» SOURCE RECORDS:

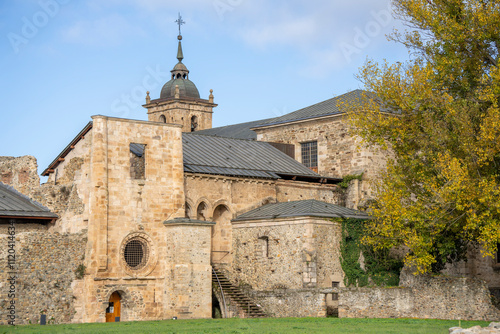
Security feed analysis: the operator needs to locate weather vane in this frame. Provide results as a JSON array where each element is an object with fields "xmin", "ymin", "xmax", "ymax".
[{"xmin": 175, "ymin": 13, "xmax": 186, "ymax": 36}]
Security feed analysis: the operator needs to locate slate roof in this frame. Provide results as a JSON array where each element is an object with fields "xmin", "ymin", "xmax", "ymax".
[
  {"xmin": 233, "ymin": 199, "xmax": 370, "ymax": 221},
  {"xmin": 196, "ymin": 118, "xmax": 274, "ymax": 140},
  {"xmin": 0, "ymin": 182, "xmax": 58, "ymax": 219},
  {"xmin": 182, "ymin": 132, "xmax": 320, "ymax": 179},
  {"xmin": 254, "ymin": 89, "xmax": 367, "ymax": 128}
]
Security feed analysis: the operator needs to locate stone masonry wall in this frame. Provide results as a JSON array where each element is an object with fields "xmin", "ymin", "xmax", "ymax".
[
  {"xmin": 0, "ymin": 155, "xmax": 40, "ymax": 196},
  {"xmin": 246, "ymin": 289, "xmax": 333, "ymax": 318},
  {"xmin": 339, "ymin": 277, "xmax": 500, "ymax": 320},
  {"xmin": 229, "ymin": 217, "xmax": 344, "ymax": 291},
  {"xmin": 0, "ymin": 230, "xmax": 87, "ymax": 325}
]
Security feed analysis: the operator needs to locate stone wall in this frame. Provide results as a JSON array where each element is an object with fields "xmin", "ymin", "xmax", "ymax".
[
  {"xmin": 230, "ymin": 217, "xmax": 344, "ymax": 291},
  {"xmin": 184, "ymin": 174, "xmax": 339, "ymax": 265},
  {"xmin": 145, "ymin": 98, "xmax": 217, "ymax": 132},
  {"xmin": 443, "ymin": 247, "xmax": 500, "ymax": 298},
  {"xmin": 339, "ymin": 277, "xmax": 500, "ymax": 320},
  {"xmin": 0, "ymin": 230, "xmax": 87, "ymax": 324},
  {"xmin": 255, "ymin": 115, "xmax": 387, "ymax": 178},
  {"xmin": 246, "ymin": 289, "xmax": 334, "ymax": 318}
]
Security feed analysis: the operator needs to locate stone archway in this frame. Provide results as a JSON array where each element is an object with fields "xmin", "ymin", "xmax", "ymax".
[
  {"xmin": 211, "ymin": 204, "xmax": 232, "ymax": 264},
  {"xmin": 106, "ymin": 291, "xmax": 122, "ymax": 322}
]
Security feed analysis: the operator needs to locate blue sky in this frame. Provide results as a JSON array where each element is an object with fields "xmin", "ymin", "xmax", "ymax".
[{"xmin": 0, "ymin": 0, "xmax": 409, "ymax": 180}]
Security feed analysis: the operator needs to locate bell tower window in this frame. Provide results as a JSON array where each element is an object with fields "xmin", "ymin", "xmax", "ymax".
[{"xmin": 191, "ymin": 116, "xmax": 198, "ymax": 132}]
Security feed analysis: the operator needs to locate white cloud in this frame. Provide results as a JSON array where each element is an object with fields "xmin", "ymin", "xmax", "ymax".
[{"xmin": 63, "ymin": 14, "xmax": 144, "ymax": 46}]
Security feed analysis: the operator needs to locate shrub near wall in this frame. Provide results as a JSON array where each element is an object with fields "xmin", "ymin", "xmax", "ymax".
[
  {"xmin": 0, "ymin": 232, "xmax": 87, "ymax": 324},
  {"xmin": 340, "ymin": 219, "xmax": 403, "ymax": 287}
]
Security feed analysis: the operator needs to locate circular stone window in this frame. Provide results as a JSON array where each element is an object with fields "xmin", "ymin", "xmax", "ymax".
[
  {"xmin": 123, "ymin": 238, "xmax": 149, "ymax": 270},
  {"xmin": 120, "ymin": 233, "xmax": 156, "ymax": 276}
]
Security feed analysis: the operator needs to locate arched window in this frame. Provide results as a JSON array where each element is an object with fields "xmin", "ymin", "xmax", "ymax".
[
  {"xmin": 212, "ymin": 204, "xmax": 232, "ymax": 263},
  {"xmin": 184, "ymin": 202, "xmax": 191, "ymax": 218},
  {"xmin": 196, "ymin": 202, "xmax": 207, "ymax": 220},
  {"xmin": 191, "ymin": 116, "xmax": 198, "ymax": 132}
]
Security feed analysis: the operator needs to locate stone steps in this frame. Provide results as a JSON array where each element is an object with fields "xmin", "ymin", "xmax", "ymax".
[{"xmin": 212, "ymin": 268, "xmax": 268, "ymax": 318}]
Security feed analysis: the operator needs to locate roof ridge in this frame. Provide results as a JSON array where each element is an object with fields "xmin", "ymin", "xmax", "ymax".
[{"xmin": 0, "ymin": 182, "xmax": 52, "ymax": 212}]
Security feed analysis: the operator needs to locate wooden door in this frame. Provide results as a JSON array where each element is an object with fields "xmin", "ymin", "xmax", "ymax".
[{"xmin": 106, "ymin": 291, "xmax": 121, "ymax": 322}]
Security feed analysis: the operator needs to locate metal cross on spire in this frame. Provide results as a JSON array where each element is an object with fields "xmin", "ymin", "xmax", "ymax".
[{"xmin": 175, "ymin": 13, "xmax": 186, "ymax": 36}]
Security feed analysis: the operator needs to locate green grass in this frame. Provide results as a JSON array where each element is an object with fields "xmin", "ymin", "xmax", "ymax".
[{"xmin": 0, "ymin": 318, "xmax": 488, "ymax": 334}]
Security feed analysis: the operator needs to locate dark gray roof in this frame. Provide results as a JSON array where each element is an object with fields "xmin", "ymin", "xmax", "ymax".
[
  {"xmin": 233, "ymin": 199, "xmax": 369, "ymax": 221},
  {"xmin": 130, "ymin": 143, "xmax": 146, "ymax": 158},
  {"xmin": 182, "ymin": 132, "xmax": 320, "ymax": 179},
  {"xmin": 0, "ymin": 182, "xmax": 58, "ymax": 218},
  {"xmin": 163, "ymin": 217, "xmax": 215, "ymax": 225},
  {"xmin": 254, "ymin": 89, "xmax": 367, "ymax": 128},
  {"xmin": 196, "ymin": 118, "xmax": 274, "ymax": 140}
]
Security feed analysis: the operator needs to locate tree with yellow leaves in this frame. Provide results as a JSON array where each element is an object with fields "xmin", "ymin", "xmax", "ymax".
[{"xmin": 349, "ymin": 0, "xmax": 500, "ymax": 273}]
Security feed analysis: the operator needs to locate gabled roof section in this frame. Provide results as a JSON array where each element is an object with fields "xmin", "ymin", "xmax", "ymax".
[
  {"xmin": 0, "ymin": 182, "xmax": 58, "ymax": 220},
  {"xmin": 233, "ymin": 199, "xmax": 370, "ymax": 221},
  {"xmin": 42, "ymin": 121, "xmax": 92, "ymax": 176},
  {"xmin": 254, "ymin": 89, "xmax": 368, "ymax": 129},
  {"xmin": 196, "ymin": 118, "xmax": 274, "ymax": 140},
  {"xmin": 182, "ymin": 132, "xmax": 321, "ymax": 179}
]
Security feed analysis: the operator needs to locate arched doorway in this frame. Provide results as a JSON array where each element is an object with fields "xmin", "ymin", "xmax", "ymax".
[
  {"xmin": 212, "ymin": 204, "xmax": 232, "ymax": 264},
  {"xmin": 106, "ymin": 291, "xmax": 122, "ymax": 322}
]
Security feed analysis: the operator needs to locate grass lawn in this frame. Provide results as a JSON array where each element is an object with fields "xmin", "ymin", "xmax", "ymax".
[{"xmin": 0, "ymin": 318, "xmax": 488, "ymax": 334}]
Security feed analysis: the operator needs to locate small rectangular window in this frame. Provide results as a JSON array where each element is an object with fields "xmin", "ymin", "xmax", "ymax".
[
  {"xmin": 259, "ymin": 237, "xmax": 269, "ymax": 258},
  {"xmin": 300, "ymin": 141, "xmax": 318, "ymax": 172},
  {"xmin": 497, "ymin": 244, "xmax": 500, "ymax": 264},
  {"xmin": 130, "ymin": 143, "xmax": 146, "ymax": 180}
]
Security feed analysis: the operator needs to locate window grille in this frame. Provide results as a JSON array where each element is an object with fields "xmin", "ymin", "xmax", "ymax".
[
  {"xmin": 497, "ymin": 244, "xmax": 500, "ymax": 264},
  {"xmin": 123, "ymin": 238, "xmax": 149, "ymax": 270},
  {"xmin": 300, "ymin": 141, "xmax": 318, "ymax": 170}
]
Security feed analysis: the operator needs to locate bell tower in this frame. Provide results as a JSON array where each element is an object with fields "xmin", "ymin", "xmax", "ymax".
[{"xmin": 143, "ymin": 14, "xmax": 217, "ymax": 132}]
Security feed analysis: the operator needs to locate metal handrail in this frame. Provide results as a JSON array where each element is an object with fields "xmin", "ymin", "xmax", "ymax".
[{"xmin": 212, "ymin": 267, "xmax": 227, "ymax": 318}]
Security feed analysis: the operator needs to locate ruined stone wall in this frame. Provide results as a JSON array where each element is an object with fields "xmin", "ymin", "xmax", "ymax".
[
  {"xmin": 339, "ymin": 277, "xmax": 500, "ymax": 320},
  {"xmin": 79, "ymin": 116, "xmax": 188, "ymax": 322},
  {"xmin": 164, "ymin": 222, "xmax": 212, "ymax": 319},
  {"xmin": 443, "ymin": 247, "xmax": 500, "ymax": 294},
  {"xmin": 184, "ymin": 174, "xmax": 339, "ymax": 265},
  {"xmin": 147, "ymin": 100, "xmax": 217, "ymax": 132},
  {"xmin": 229, "ymin": 217, "xmax": 344, "ymax": 291},
  {"xmin": 0, "ymin": 230, "xmax": 87, "ymax": 325},
  {"xmin": 255, "ymin": 115, "xmax": 387, "ymax": 183},
  {"xmin": 0, "ymin": 155, "xmax": 40, "ymax": 196},
  {"xmin": 246, "ymin": 289, "xmax": 333, "ymax": 318}
]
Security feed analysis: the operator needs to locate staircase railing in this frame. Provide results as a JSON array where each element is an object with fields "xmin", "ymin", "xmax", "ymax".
[{"xmin": 212, "ymin": 267, "xmax": 227, "ymax": 318}]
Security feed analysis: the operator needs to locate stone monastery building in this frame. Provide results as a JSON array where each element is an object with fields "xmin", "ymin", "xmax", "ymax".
[{"xmin": 0, "ymin": 30, "xmax": 500, "ymax": 323}]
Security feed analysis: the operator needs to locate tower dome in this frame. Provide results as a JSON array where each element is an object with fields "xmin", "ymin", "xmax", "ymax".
[{"xmin": 160, "ymin": 35, "xmax": 200, "ymax": 99}]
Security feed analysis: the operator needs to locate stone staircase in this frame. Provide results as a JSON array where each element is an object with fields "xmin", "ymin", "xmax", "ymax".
[{"xmin": 212, "ymin": 267, "xmax": 268, "ymax": 318}]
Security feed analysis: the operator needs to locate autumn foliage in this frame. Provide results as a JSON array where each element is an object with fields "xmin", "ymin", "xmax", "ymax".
[{"xmin": 350, "ymin": 0, "xmax": 500, "ymax": 273}]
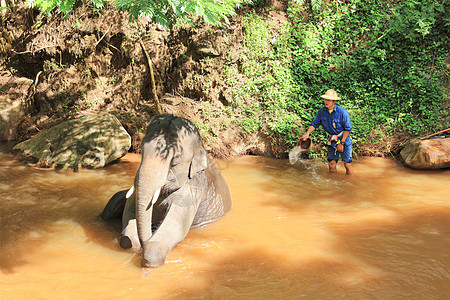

» WORK TO DO: Please return every line of the records above that contains the word "roof", with case counting.

» OUTPUT BELOW:
Security feed analysis: the operator needs to locate slate roof in this frame. Provide results as a JSON array where each element is an object with fields "xmin", "ymin", "xmax", "ymax".
Security feed analysis: the operator needs to locate roof ridge in this frame. Provide results as a JSON array where each element is an object with fields "xmin", "ymin", "xmax", "ymax".
Security feed analysis: the operator needs to locate dark gray roof in this frame. Provide results as a JSON array where each element is an object with fields "xmin", "ymin", "xmax", "ymax".
Security feed analysis: the operator needs to locate gabled roof section in this frame. Provide results as a JSON array where each element is an object with fields "xmin", "ymin", "xmax", "ymax".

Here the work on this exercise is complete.